Work instruction » Give back the material word for word, every line included.

Material shown »
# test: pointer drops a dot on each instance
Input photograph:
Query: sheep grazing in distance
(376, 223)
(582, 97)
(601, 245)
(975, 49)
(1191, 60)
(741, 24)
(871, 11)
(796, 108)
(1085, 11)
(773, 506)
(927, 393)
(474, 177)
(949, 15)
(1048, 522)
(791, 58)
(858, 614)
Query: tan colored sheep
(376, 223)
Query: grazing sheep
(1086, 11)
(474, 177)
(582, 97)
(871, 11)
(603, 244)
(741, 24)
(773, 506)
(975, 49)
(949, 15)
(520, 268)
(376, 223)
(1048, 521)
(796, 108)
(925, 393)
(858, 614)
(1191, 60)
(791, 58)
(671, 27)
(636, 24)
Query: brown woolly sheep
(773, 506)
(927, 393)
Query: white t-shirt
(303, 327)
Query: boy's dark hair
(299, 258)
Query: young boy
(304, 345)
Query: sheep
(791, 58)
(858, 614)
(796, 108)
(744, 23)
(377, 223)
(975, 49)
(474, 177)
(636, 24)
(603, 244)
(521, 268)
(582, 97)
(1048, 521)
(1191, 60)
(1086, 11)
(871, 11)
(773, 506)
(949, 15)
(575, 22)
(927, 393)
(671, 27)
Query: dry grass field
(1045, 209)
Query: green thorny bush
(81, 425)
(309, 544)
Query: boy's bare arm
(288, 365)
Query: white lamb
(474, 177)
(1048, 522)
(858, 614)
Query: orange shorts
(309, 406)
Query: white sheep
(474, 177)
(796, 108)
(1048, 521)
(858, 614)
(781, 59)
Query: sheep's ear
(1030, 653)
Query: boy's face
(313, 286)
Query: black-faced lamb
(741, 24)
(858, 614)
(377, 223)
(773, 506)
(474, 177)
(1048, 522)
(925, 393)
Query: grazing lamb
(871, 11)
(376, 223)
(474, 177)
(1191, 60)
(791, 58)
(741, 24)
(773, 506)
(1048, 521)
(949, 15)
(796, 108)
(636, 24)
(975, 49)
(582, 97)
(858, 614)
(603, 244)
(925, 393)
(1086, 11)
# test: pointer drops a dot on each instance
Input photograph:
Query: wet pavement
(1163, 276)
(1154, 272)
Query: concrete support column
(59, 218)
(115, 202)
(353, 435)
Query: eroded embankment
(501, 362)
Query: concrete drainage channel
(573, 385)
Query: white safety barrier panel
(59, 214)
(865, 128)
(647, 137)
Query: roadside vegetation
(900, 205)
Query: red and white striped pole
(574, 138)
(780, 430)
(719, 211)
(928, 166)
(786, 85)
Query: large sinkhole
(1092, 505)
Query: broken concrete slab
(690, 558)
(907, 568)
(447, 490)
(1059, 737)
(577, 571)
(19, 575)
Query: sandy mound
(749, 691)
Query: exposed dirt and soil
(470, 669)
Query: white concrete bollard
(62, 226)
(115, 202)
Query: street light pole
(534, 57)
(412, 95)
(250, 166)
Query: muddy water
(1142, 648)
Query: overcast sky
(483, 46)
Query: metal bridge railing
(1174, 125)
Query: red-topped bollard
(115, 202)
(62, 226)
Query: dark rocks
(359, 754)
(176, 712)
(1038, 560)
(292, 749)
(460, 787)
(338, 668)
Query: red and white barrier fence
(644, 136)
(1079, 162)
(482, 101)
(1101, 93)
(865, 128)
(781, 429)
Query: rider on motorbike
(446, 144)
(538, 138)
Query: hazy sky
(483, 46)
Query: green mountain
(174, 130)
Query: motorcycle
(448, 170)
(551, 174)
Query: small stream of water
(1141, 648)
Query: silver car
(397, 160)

Answer space »
# test: pointer drops a dot on each instance
Input photograph:
Query: sheep grazing in distance
(376, 223)
(582, 97)
(601, 245)
(975, 49)
(1191, 60)
(741, 24)
(871, 11)
(796, 108)
(1085, 11)
(773, 506)
(927, 393)
(474, 177)
(949, 15)
(1048, 522)
(791, 58)
(858, 614)
Query: tan colored sheep
(376, 223)
Query: grazing sheep
(1086, 11)
(474, 177)
(582, 97)
(871, 11)
(603, 244)
(741, 24)
(773, 506)
(975, 49)
(949, 15)
(520, 268)
(376, 223)
(1048, 521)
(796, 108)
(925, 393)
(858, 614)
(1191, 60)
(791, 58)
(671, 27)
(636, 24)
Query: brown woolly sheep
(773, 506)
(927, 393)
Query: white t-shirt
(303, 327)
Query: boy's dark hair
(299, 258)
Query: young boy
(304, 345)
Query: sheep
(791, 58)
(858, 614)
(796, 108)
(744, 23)
(377, 223)
(975, 49)
(474, 177)
(636, 24)
(603, 244)
(521, 268)
(582, 97)
(1048, 521)
(1191, 60)
(1086, 11)
(871, 11)
(773, 506)
(949, 15)
(575, 22)
(927, 393)
(671, 27)
Query: dry grass field
(1045, 209)
Query: green thorny bush
(81, 425)
(309, 544)
Query: boy's bare arm
(288, 365)
Query: white lamb
(474, 177)
(1048, 522)
(858, 614)
Query: orange shorts
(309, 406)
Query: white sheep
(474, 177)
(796, 108)
(1048, 521)
(858, 614)
(781, 59)
Query: sheep's ear
(1030, 653)
Query: boy's face
(313, 286)
Query: black-faced lamb
(741, 24)
(858, 614)
(377, 223)
(773, 506)
(474, 177)
(1048, 522)
(925, 393)
Query: grazing lamb
(871, 11)
(376, 223)
(474, 177)
(1191, 60)
(791, 58)
(741, 24)
(773, 506)
(1048, 521)
(949, 15)
(796, 108)
(636, 24)
(975, 49)
(582, 97)
(858, 614)
(603, 244)
(925, 393)
(1086, 11)
# test: pointer drops a dot on each instance
Input photograph:
Query: wet pavement
(1163, 276)
(1154, 272)
Query: concrete support column
(59, 218)
(115, 202)
(353, 435)
Query: eroded embankment
(501, 362)
Query: concrete drainage channel
(573, 385)
Query: white safety barrier panel
(59, 214)
(865, 128)
(647, 137)
Query: roadside vegetation
(900, 205)
Query: red and white striped pole
(574, 138)
(780, 430)
(719, 211)
(928, 166)
(786, 85)
Query: large sinkhole
(1092, 505)
Query: broken concrete slab
(690, 558)
(907, 568)
(447, 490)
(1059, 737)
(577, 571)
(19, 575)
Query: sandy mound
(749, 691)
Query: exposed dirt and soil
(470, 669)
Query: white concrete bollard
(62, 226)
(115, 202)
Query: street light pole
(534, 57)
(412, 95)
(250, 166)
Query: muddy water
(1142, 648)
Query: overcast sky
(483, 46)
Query: metal bridge railing
(1174, 125)
Query: red-topped bollard
(115, 202)
(62, 226)
Query: dark rocks
(359, 754)
(176, 712)
(1038, 560)
(292, 749)
(460, 787)
(338, 668)
Query: red and white barrier fence
(644, 136)
(1079, 162)
(482, 101)
(1101, 93)
(865, 128)
(781, 429)
Query: rider on motorbike
(446, 144)
(538, 138)
Query: hazy sky
(483, 46)
Query: green mountain
(174, 130)
Query: motorcycle
(448, 170)
(551, 174)
Query: small stream of water
(1141, 648)
Query: silver car
(397, 160)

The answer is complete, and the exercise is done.